**GIVEN INSTRUCTION**. Here are some entries; quote each one exactly.
— Begin GIVEN RECORDS —
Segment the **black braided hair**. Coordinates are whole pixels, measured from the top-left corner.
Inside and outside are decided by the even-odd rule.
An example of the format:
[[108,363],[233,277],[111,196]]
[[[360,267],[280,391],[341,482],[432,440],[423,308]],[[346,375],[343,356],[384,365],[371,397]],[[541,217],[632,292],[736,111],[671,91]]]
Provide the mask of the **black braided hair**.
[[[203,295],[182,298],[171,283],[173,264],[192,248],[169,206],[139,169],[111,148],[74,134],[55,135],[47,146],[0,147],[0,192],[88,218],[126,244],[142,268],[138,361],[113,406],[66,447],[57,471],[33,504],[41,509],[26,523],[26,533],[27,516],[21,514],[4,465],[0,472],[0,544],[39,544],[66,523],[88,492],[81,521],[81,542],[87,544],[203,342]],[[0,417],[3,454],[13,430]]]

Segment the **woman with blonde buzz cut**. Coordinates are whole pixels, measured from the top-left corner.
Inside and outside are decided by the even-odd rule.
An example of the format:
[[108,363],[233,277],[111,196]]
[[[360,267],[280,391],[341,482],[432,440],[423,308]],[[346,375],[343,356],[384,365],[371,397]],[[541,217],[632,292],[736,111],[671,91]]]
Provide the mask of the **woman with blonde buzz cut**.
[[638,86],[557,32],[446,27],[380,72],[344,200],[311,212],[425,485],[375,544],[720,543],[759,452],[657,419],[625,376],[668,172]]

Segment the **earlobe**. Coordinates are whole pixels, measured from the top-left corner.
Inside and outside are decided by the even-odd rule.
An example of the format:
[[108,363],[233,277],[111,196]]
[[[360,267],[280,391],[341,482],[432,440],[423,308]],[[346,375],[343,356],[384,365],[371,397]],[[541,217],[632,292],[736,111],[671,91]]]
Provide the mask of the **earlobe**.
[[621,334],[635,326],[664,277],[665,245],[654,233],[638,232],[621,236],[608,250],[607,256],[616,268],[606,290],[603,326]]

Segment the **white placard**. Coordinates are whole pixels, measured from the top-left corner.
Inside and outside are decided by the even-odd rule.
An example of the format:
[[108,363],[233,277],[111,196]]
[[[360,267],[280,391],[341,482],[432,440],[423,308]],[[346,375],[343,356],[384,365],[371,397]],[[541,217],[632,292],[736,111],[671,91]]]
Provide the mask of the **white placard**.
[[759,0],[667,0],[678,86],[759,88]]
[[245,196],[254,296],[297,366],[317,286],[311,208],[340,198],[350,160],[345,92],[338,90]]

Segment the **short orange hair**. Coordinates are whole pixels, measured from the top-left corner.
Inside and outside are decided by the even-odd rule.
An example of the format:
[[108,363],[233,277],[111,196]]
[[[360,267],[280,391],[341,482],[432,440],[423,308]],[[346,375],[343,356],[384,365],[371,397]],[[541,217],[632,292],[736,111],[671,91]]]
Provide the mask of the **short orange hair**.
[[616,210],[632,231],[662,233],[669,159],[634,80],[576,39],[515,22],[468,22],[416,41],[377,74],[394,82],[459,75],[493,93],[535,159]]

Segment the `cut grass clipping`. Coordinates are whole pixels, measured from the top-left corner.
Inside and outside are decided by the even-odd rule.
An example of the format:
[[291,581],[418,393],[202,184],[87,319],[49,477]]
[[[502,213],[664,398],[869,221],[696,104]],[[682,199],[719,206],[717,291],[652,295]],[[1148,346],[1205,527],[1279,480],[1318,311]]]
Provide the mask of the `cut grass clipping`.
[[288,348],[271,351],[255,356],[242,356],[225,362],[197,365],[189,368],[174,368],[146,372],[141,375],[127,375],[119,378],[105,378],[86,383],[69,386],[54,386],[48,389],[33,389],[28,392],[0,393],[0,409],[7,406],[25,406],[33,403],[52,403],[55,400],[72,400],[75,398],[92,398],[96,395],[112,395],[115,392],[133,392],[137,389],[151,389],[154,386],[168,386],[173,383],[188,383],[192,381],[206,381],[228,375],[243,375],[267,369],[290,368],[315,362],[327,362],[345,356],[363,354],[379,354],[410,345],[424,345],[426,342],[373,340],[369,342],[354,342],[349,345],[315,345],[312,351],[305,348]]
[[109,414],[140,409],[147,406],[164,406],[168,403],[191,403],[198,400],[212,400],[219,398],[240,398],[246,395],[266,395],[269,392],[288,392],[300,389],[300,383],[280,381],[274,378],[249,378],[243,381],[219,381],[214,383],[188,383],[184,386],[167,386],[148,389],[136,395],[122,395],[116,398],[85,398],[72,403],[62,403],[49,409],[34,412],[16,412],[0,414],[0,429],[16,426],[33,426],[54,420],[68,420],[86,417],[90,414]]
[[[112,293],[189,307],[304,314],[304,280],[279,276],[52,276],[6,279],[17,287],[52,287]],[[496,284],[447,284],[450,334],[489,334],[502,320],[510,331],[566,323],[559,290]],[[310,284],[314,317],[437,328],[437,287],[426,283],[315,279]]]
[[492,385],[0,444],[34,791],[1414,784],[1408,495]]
— End GIVEN RECORDS —
**COMPLETE OUTPUT**.
Segment the **black braided hair**. Coordinates are whole pixels, measured from the top-left corner.
Inside and outside are decided by the even-odd rule.
An example of the format:
[[108,363],[233,277],[111,196]]
[[[360,267],[280,391],[341,482],[432,440],[423,308]],[[346,375],[343,356],[384,365],[371,397]],[[541,217],[632,292],[736,111],[671,91]]]
Provide the mask of the **black braided hair**.
[[[203,295],[182,298],[171,283],[173,264],[192,248],[169,206],[139,169],[111,148],[74,134],[55,135],[47,146],[0,147],[0,192],[88,218],[126,244],[142,268],[138,361],[113,406],[66,447],[57,471],[33,504],[41,509],[26,523],[26,533],[27,516],[21,514],[4,465],[0,472],[0,544],[39,544],[66,523],[88,492],[81,521],[81,542],[87,544],[203,342]],[[0,417],[3,454],[13,430]]]

Segment the **woman with blonde buzz cut**. Coordinates are whole pixels, measured from the top-left corner.
Inside and outside are decided by the even-odd rule.
An example of the format:
[[108,363],[233,277],[111,196]]
[[[360,267],[280,391],[341,482],[432,440],[423,308]],[[346,375],[343,356],[384,365],[371,397]],[[541,217],[632,292],[736,111],[671,91]]]
Provide the mask of the **woman with blonde buzz cut**.
[[638,86],[557,32],[446,27],[380,72],[344,200],[311,212],[425,485],[375,544],[720,543],[759,452],[657,419],[625,376],[668,172]]

Segment the **earlobe**. Coordinates are whole pixels, measured from the top-left corner.
Inside and outside are decided by the even-odd rule.
An example of the format:
[[108,363],[233,277],[111,196]]
[[[360,267],[280,391],[341,482],[432,440],[423,308]],[[346,375],[343,356],[384,365],[371,397]],[[541,217],[632,292],[736,111],[671,91]]]
Provide the mask of the **earlobe**.
[[621,334],[635,326],[664,277],[665,245],[654,233],[638,232],[621,236],[608,250],[607,256],[616,268],[606,290],[603,326]]

Segment the **white placard**. Coordinates are whole pixels, measured from the top-left corner.
Inside and outside are decided by the even-odd rule.
An example of the format:
[[108,363],[233,277],[111,196]]
[[[360,267],[280,391],[341,482],[432,440],[423,308]],[[346,375],[343,356],[384,365],[371,397]],[[541,217],[632,292],[736,111],[671,91]]]
Provide the mask of the **white placard**.
[[759,0],[667,0],[678,86],[759,88]]
[[245,196],[254,296],[297,366],[317,286],[311,208],[340,198],[350,160],[345,92],[338,90]]

Segment the **short orange hair**. Coordinates are whole pixels, measured from the top-left corner.
Inside and outside are decided by the even-odd rule.
An example of the format:
[[108,363],[233,277],[111,196]]
[[[360,267],[280,391],[341,482],[432,440],[423,308]],[[346,375],[343,356],[384,365],[371,397]],[[541,217],[632,292],[736,111],[671,91]]]
Provide the mask of the **short orange hair**.
[[616,210],[632,231],[662,233],[669,159],[634,80],[576,39],[515,22],[468,22],[416,41],[377,74],[394,82],[459,75],[493,93],[535,159]]

Segment the `cut grass clipping`. Coordinates are whole pixels, measured from the top-left corner.
Inside and outside are decided by the even-odd rule.
An example of the format:
[[291,581],[418,393],[202,184],[87,319],[49,477]]
[[[502,213],[664,398],[869,221],[696,104]],[[682,199],[719,206],[717,291],[652,295]],[[1148,346],[1205,527],[1279,480],[1318,311]]]
Provide the mask of the `cut grass clipping`.
[[288,348],[271,351],[255,356],[242,356],[225,362],[197,365],[189,368],[174,368],[146,372],[141,375],[127,375],[119,378],[105,378],[86,383],[69,386],[54,386],[48,389],[33,389],[28,392],[0,393],[0,409],[7,406],[25,406],[33,403],[52,403],[55,400],[72,400],[75,398],[92,398],[96,395],[112,395],[115,392],[133,392],[137,389],[151,389],[154,386],[168,386],[173,383],[188,383],[192,381],[206,381],[228,375],[243,375],[267,369],[290,368],[315,362],[327,362],[345,356],[363,354],[379,354],[410,345],[424,345],[426,342],[373,340],[369,342],[354,342],[349,345],[315,345],[312,351],[305,348]]
[[109,414],[140,409],[147,406],[164,406],[168,403],[191,403],[198,400],[212,400],[219,398],[240,398],[246,395],[266,395],[269,392],[288,392],[300,389],[300,383],[280,381],[274,378],[249,378],[243,381],[219,381],[214,383],[188,383],[184,386],[167,386],[148,389],[136,395],[122,395],[116,398],[85,398],[72,403],[62,403],[49,409],[34,412],[16,412],[0,414],[0,429],[16,426],[33,426],[54,420],[68,420],[86,417],[90,414]]
[[[112,293],[189,307],[304,314],[304,280],[279,276],[52,276],[6,279],[17,287],[52,287]],[[496,284],[447,284],[450,334],[489,334],[502,320],[510,331],[566,323],[559,290]],[[310,284],[314,317],[437,328],[437,287],[426,283],[315,279]]]
[[492,385],[0,444],[34,791],[1414,784],[1408,495]]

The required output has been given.